━━ Data for this task
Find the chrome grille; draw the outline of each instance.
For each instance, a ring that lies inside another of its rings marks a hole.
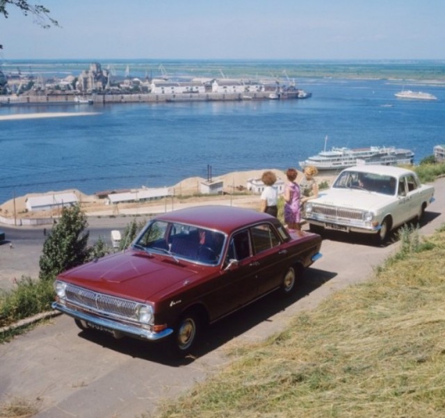
[[[134,320],[139,304],[114,296],[83,289],[74,284],[67,284],[67,301],[88,310],[109,316]]]
[[[325,206],[322,204],[312,205],[312,213],[324,215],[329,218],[343,219],[363,220],[363,211],[352,209],[346,207],[337,207],[335,206]]]

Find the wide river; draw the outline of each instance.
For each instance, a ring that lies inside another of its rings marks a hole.
[[[70,188],[92,194],[169,186],[207,177],[209,166],[213,177],[300,168],[299,161],[323,150],[326,136],[327,149],[395,146],[413,150],[416,163],[445,143],[443,85],[405,85],[436,95],[431,102],[397,99],[404,85],[387,80],[302,78],[298,86],[312,97],[0,106],[0,202]]]

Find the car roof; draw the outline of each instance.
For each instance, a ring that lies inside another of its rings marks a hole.
[[[215,204],[178,209],[159,215],[156,219],[201,226],[229,234],[247,225],[275,218],[253,209]]]
[[[389,175],[398,177],[404,174],[414,173],[412,170],[403,168],[403,167],[394,167],[394,166],[373,166],[362,165],[349,167],[343,171],[357,171],[359,172],[371,172],[373,174],[380,174],[382,175]]]

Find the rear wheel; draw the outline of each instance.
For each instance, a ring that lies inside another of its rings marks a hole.
[[[314,225],[313,223],[309,223],[309,230],[314,234],[320,234],[323,231],[323,227],[318,226],[318,225]]]
[[[289,267],[283,276],[282,289],[285,295],[290,295],[296,288],[297,273],[295,267]]]
[[[417,222],[420,222],[423,218],[423,215],[425,214],[425,209],[426,208],[426,204],[422,203],[419,209],[419,212],[417,212],[417,216],[416,216],[416,220]]]

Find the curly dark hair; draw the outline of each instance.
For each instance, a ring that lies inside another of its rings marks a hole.
[[[297,170],[295,168],[288,168],[286,171],[286,175],[287,177],[287,179],[289,182],[293,182],[297,178]]]
[[[261,181],[266,186],[272,186],[277,181],[277,176],[273,171],[265,171],[261,176]]]

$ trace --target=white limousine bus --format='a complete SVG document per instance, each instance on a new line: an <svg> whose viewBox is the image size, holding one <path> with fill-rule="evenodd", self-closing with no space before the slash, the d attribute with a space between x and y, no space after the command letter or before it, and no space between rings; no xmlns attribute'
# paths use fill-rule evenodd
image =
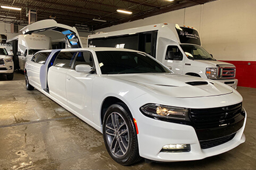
━━━━
> To be done:
How many lines in the data above contain the string "draw" with matching case? Reply with the number alone.

> Output for this exercise:
5